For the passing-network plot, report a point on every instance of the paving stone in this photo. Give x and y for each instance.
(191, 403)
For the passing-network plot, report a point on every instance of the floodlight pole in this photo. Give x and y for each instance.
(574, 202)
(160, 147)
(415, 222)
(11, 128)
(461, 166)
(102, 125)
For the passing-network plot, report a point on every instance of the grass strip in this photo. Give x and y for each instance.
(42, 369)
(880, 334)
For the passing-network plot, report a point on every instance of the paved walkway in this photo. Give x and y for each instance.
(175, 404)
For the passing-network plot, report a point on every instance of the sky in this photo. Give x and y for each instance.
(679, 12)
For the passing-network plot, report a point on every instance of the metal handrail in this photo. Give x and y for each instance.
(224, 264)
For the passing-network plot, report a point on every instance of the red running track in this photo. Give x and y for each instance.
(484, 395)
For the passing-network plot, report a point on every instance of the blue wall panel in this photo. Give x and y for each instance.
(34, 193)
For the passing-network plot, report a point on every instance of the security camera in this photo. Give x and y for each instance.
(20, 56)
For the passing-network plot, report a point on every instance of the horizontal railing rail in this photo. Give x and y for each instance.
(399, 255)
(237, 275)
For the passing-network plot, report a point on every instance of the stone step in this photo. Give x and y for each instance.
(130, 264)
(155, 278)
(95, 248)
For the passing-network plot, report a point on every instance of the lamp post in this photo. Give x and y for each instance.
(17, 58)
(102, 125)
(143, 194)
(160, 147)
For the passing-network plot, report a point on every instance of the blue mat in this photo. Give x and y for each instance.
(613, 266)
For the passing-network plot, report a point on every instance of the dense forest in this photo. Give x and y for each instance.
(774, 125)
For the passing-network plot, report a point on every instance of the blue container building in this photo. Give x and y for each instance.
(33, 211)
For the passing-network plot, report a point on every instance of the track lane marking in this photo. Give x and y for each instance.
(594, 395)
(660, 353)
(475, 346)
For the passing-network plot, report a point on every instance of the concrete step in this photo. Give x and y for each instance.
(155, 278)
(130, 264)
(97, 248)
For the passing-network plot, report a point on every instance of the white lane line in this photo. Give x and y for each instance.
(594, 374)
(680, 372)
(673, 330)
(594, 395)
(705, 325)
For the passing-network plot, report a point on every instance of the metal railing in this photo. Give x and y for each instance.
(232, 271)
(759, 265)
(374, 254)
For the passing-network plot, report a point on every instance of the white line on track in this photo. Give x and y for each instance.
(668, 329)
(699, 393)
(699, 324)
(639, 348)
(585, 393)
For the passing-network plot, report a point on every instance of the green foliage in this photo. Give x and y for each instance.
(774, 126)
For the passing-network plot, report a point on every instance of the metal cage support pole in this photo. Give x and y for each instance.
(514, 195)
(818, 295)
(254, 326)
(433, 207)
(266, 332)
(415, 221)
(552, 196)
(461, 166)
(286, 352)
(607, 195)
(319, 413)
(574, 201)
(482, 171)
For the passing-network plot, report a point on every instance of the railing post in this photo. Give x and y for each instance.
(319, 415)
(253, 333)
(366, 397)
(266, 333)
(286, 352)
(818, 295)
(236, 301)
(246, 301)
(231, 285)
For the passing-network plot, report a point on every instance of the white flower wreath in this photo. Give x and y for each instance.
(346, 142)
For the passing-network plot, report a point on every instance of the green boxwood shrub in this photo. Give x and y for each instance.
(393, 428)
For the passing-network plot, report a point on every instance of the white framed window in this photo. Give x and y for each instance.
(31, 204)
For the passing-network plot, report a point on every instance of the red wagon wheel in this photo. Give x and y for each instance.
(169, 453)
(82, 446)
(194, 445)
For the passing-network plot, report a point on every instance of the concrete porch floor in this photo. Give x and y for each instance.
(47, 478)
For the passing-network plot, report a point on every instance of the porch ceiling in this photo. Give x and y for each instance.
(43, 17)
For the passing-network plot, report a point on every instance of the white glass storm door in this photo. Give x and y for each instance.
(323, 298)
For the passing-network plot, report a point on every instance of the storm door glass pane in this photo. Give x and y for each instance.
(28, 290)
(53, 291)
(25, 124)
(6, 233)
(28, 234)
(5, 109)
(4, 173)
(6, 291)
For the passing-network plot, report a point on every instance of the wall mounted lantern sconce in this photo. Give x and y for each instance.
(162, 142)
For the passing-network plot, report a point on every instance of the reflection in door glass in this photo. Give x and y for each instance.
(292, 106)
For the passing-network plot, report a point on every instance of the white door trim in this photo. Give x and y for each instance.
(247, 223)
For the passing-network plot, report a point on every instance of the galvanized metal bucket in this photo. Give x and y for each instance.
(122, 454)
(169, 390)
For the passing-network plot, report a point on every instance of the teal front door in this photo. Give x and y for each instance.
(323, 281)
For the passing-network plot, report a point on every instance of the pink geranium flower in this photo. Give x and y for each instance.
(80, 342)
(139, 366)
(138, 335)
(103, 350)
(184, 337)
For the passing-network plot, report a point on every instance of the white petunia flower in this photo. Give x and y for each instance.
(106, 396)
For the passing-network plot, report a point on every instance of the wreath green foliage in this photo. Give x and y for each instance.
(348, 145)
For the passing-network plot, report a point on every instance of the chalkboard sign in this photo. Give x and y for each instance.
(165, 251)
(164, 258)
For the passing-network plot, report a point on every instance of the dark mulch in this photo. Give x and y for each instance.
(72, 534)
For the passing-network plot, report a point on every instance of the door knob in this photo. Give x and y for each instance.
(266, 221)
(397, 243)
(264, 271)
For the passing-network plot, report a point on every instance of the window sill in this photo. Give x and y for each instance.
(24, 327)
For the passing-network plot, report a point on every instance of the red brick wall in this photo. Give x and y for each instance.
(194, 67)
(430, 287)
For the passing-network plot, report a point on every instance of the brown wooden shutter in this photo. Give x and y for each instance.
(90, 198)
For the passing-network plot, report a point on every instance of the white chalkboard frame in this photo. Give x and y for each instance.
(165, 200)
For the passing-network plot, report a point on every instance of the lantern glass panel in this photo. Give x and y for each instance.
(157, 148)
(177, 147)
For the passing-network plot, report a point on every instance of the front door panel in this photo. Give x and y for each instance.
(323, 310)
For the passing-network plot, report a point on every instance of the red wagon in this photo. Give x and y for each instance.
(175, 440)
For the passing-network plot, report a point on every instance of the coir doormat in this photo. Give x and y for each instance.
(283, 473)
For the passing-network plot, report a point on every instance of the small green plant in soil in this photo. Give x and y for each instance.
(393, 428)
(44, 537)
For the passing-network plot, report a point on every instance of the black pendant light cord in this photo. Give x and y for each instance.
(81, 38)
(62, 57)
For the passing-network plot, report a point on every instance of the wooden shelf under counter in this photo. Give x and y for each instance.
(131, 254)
= = = = =
**What you have to do**
Please reproduce each record precisely as written.

**Response**
For the passing-network plot, report a point on every instance of the paving stone in this photo. Give x and y for each instance.
(191, 403)
For the passing-network plot, report a point on every instance of the floodlight pole in this photo. Give x and y for each instance.
(574, 202)
(160, 147)
(415, 222)
(11, 128)
(461, 166)
(102, 125)
For the passing-network plot, report a point on every instance of the grass strip in this photo. Give x and y for each instance.
(42, 369)
(880, 334)
For the passing-network plot, report a point on every instance of the paved walkway in this photo. Give x and y for each instance.
(175, 404)
For the passing-network plot, report a point on every instance of the sky in this photo. Give x and y for each instance.
(679, 12)
For the passing-network plot, report a point on every instance of the metal handrail in this photo. Give x and y for each instance.
(224, 264)
For the passing-network plot, report a point on every instance of the red running track in this photo. Give x and y for each instance.
(484, 395)
For the passing-network plot, report a point on every instance of the blue wall panel in this photo. Give x and y for each instance.
(34, 193)
For the passing-network plot, report a point on every instance of the security camera in this photo. Give x and y for each instance.
(20, 56)
For the passing-network plot, report a point on every instance of the horizontal railing rail in this photo. Give x and y for each instance.
(399, 255)
(237, 275)
For the passing-network plot, report a point on every instance of the stone step in this photo. Give x and y for each instance.
(130, 264)
(155, 278)
(95, 248)
For the passing-network plot, report a point on every instance of the lamp post in this photo. Give x and y for each instance.
(17, 58)
(102, 125)
(143, 194)
(160, 147)
For the passing-network plot, report a point on every instance of the blue mat in this photo. Give x and y for each instance.
(613, 266)
For the passing-network plot, report a point on every instance of the dense forest in this photo. Give x and y for each instance.
(774, 125)
For the passing-network plot, report a point on every instance of the blue container building in this photo. Give x and y for each instance.
(33, 211)
For the passing-network plot, report a point on every instance of the track lane marking in this photo. Give x and y for each instance.
(594, 395)
(660, 353)
(475, 346)
For the passing-network plot, report a point on every instance of the concrete step in this photo. Give x and y for each instance.
(155, 278)
(130, 264)
(97, 248)
For the passing-network plot, report a point on every instance of the white lane line in this photo. Give x and y for each instance.
(594, 374)
(680, 372)
(673, 330)
(594, 395)
(705, 325)
For the passing-network plot, report a point on every instance of the metal railing in this photo. Give x and y for each instance.
(232, 271)
(759, 265)
(374, 254)
For the passing-network plot, report a point on every instance of the white line on track in this photo. Give x and y for each instance.
(668, 329)
(699, 393)
(699, 324)
(639, 348)
(585, 393)
For the passing-network plot, report a point on every instance of the green foliage in this photo. Give x and y for each instance.
(774, 126)
For the passing-network plot, report a point on every instance of the metal cage support pole in this photo. Give x and y for each instance.
(514, 195)
(818, 295)
(254, 326)
(433, 207)
(266, 332)
(415, 221)
(552, 196)
(461, 166)
(286, 352)
(607, 195)
(319, 413)
(574, 201)
(482, 171)
For the passing-network plot, report a point on every instance of the railing post in this photo. Give x and y for each instance.
(319, 415)
(253, 333)
(366, 397)
(266, 333)
(286, 352)
(818, 295)
(236, 301)
(246, 301)
(231, 285)
For the passing-network plot, report a point on every instance of the white flower wreath in this photo. Give x and y for each instance.
(346, 142)
For the passing-network plot, report a point on every instance of the green boxwood shrub in this photo. Give x and y for each instance.
(393, 428)
For the passing-network plot, report a point on every instance of the white framed window in this photo. Give x and y for each instance.
(31, 204)
For the passing-network plot, report a point on every instance of the red wagon wheel in this photo. Give x and y for each instance.
(169, 453)
(82, 446)
(194, 445)
For the passing-network plot, report a point on every instance of the concrete porch floor in this photo. Give x and y for each instance.
(47, 478)
For the passing-network plot, report a point on every instance of the porch ceiling in this photo. Give x and y for each instance.
(43, 17)
For the passing-network plot, report a point on every instance of the white glass storm door in this photo. Give x and y for each instance.
(323, 298)
For the passing-network plot, report a point on every instance of the storm door glass pane in this photo. Give x and y for each instance.
(28, 290)
(53, 291)
(25, 124)
(6, 233)
(28, 234)
(5, 109)
(4, 173)
(6, 291)
For the passing-network plot, report a point on every instance of the wall mounted lantern sconce in this photo. Give x and y for each instance.
(162, 142)
For the passing-network plot, report a point on every instance of the reflection in door glass in this photo. Give x and y for each instance.
(292, 106)
For the passing-network plot, report a point on every instance of the white door trim in this photo. Give x and y for each instance.
(247, 223)
For the passing-network plot, report a point on every instance of the galvanized metal bucket in this photo. Give x and y for each instance.
(122, 454)
(169, 390)
For the passing-network plot, report a point on every instance of the teal front door in this photo. Give x and y for each instance.
(323, 281)
For the passing-network plot, report a point on every instance of the pink geranium flower in this photo. Give x and y for each instance.
(80, 342)
(139, 366)
(138, 335)
(103, 350)
(184, 337)
For the passing-network plot, report a point on every instance of the white petunia flower in this photo. Give x and y for each instance.
(106, 396)
For the passing-network plot, report a point on every instance of the wreath green foliage in this photo. Give x and y for each instance.
(348, 145)
For the passing-network plot, report a point on every instance of the chalkboard sign in this photo. Give x and y for each instance.
(165, 251)
(164, 258)
For the passing-network plot, report a point on every instance of the dark mulch in this photo. Give x and y for each instance.
(72, 534)
For the passing-network plot, report a point on every instance of the door knob in this photo. Give x and y for each instance.
(266, 221)
(397, 243)
(264, 271)
For the passing-network plot, report a point on every instance of the window sill in this photo. Give x and y for each instance.
(24, 327)
For the passing-network plot, report a point on every instance of the red brick wall in this photo. Give x and y for each instance.
(194, 67)
(430, 287)
For the passing-network plot, report a point on every instance of the brown wooden shutter in this photo. Give x and y for each instance.
(90, 198)
For the passing-network plot, report a point on every instance of the white chalkboard frame in this photo. Give x and y for each instance.
(165, 200)
For the passing-network plot, report a point on every instance of the lantern glass panel in this photo. Give x and y for each instance.
(157, 148)
(177, 147)
For the passing-network plot, report a point on every instance of the front door panel in this photo. Give x and y for each instance.
(323, 310)
For the passing-network plot, report a point on every instance of the red wagon in this photo. Give x and y for each instance.
(175, 440)
For the passing-network plot, report a point on every instance of the coir doormat in this photo. Give x and y for each instance.
(283, 473)
For the passing-network plot, report a point on every instance of the small green plant in soil in this photo. Give x and y for each instance.
(393, 428)
(44, 537)
For the passing-network plot, report a point on every instance of the black pendant light cord in this photo. Give x and y for each instance.
(81, 38)
(62, 57)
For the passing-network plot, report a point on every instance of the wooden shelf under counter in this photo. Give x and y for each instance.
(131, 254)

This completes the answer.